Task instructions:
• a. Return the passage on Zijlstra's cabinet formation verbatim, from "On 22 November, the" to "new state secretary.".
• b. According to the passage on Zijlstra's cabinet formation, who was the only new state secretary?
• c. Render this sentence from the passage on Zijlstra's cabinet formation in French: "Zijlstra considered Bogaers to have a fundamentally wrong way of looking at the government budget."

Extract:
+++++

After Beel handed in his report, Zijlstra was appointed as formateur. On 17 November he met with the parliamentary leaders of the largest parties. The next day, Schmelzer had to threaten to resign to get his parliamentary group behind Zijlstra. In the end, Van Doorn was the only one who kept objecting.

On 19 November, the CHU parliamentary group notified Zijlstra that they would not participate in the interim cabinet. The expected KVP ministers feared this would give the cabinet too little support in the House. De Quay and Klompé contacted former minister Willem Scholten and MP freule Wttewaall van Stoetwegen (both CHU). Wttewaal van Stoetwegen had not been presented when the CHU had made this decision and protested. She succeeded in convincing Beernink to alter course. Beernink secretly visited Zijlstra on 20 November. Zijlstra promised promised to look at the budget again, after which Beernink told Zijlstra they would provide confidence and supply without CHU ministers in the cabinet. This gave the KVP ministers sufficient confidence.

On 22 November, the cabinet was sworn in. The PvdA ministers as well as Cals and Pieter Bogaers were replaced. Zijlstra considered Bogaers to have a fundamentally wrong way of looking at the government budget. The only non-PvdA state secretary to not return was Wiel Hoefnagels (Finance). Louis van Son (KVP) was the only new state secretary.

+++++

Data supplied:
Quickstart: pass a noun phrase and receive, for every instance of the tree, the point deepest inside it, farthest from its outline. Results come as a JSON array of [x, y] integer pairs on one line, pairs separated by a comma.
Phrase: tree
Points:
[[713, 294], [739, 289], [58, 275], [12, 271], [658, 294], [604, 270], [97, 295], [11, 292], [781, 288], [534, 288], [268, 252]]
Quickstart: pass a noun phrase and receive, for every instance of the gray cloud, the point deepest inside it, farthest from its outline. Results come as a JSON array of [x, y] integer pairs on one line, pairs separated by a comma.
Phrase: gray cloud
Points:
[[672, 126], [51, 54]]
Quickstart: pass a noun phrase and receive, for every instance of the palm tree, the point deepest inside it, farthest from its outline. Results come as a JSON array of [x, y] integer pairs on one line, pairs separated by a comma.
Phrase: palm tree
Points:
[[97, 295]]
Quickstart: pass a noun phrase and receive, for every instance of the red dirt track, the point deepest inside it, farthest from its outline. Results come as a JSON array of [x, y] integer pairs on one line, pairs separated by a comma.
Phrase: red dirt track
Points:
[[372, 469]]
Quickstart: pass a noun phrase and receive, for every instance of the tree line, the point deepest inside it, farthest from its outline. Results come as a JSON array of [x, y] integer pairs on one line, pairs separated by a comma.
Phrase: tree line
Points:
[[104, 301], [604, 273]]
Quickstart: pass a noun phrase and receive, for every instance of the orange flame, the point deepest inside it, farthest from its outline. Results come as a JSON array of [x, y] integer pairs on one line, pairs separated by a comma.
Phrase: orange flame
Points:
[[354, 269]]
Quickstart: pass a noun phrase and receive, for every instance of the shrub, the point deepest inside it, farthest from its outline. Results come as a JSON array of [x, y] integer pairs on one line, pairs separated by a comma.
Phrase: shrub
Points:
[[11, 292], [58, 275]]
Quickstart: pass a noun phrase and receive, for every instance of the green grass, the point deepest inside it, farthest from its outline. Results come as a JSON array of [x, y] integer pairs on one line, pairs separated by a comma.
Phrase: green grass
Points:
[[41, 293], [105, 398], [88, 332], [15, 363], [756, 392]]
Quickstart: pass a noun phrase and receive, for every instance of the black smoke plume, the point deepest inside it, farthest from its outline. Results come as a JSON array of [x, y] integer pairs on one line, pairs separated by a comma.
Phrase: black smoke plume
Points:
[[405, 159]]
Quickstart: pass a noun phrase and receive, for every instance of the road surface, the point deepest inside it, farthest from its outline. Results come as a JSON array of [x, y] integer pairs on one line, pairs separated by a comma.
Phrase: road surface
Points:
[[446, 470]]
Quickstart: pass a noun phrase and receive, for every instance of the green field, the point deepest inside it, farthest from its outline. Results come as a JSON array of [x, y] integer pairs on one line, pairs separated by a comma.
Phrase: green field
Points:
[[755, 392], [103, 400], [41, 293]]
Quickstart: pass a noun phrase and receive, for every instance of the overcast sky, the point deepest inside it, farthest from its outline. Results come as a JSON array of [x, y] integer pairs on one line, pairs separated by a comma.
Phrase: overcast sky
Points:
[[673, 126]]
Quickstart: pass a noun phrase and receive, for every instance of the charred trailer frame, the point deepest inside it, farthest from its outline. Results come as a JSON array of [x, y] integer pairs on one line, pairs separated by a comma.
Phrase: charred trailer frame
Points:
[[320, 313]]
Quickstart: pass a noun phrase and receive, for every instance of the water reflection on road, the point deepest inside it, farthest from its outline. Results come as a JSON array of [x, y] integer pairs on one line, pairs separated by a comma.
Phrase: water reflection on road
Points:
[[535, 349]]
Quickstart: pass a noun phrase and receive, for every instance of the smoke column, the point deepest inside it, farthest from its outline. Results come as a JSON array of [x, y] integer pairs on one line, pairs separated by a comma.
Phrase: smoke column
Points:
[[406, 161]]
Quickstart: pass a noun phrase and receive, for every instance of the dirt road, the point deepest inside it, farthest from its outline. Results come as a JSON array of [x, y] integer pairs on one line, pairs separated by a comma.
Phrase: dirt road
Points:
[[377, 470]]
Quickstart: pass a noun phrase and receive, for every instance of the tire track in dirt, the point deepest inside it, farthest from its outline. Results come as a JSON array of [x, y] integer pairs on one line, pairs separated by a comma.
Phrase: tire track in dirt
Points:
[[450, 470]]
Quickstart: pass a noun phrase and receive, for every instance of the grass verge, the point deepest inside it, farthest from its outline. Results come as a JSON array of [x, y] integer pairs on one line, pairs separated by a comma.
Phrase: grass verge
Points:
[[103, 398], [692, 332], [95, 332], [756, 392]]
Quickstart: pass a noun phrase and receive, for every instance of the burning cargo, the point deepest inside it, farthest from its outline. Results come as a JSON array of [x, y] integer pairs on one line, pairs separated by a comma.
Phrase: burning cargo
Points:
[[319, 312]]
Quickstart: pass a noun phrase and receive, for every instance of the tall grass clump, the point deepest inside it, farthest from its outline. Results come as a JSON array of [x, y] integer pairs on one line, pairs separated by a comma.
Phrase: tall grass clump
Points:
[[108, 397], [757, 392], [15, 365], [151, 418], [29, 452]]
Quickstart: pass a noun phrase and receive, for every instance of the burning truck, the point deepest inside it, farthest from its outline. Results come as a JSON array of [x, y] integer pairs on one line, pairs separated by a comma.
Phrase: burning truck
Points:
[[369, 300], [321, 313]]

+++++

Problem solutions:
• a.
On 22 November, the cabinet was sworn in. The PvdA ministers as well as Cals and Pieter Bogaers were replaced. Zijlstra considered Bogaers to have a fundamentally wrong way of looking at the government budget. The only non-PvdA state secretary to not return was Wiel Hoefnagels (Finance). Louis van Son (KVP) was the only new state secretary.

• b. Louis van Son (KVP) was the only new state secretary.

• c. Zijlstra estimait que Bogaers avait une manière fondamentalement erronée de considérer le budget de l'État.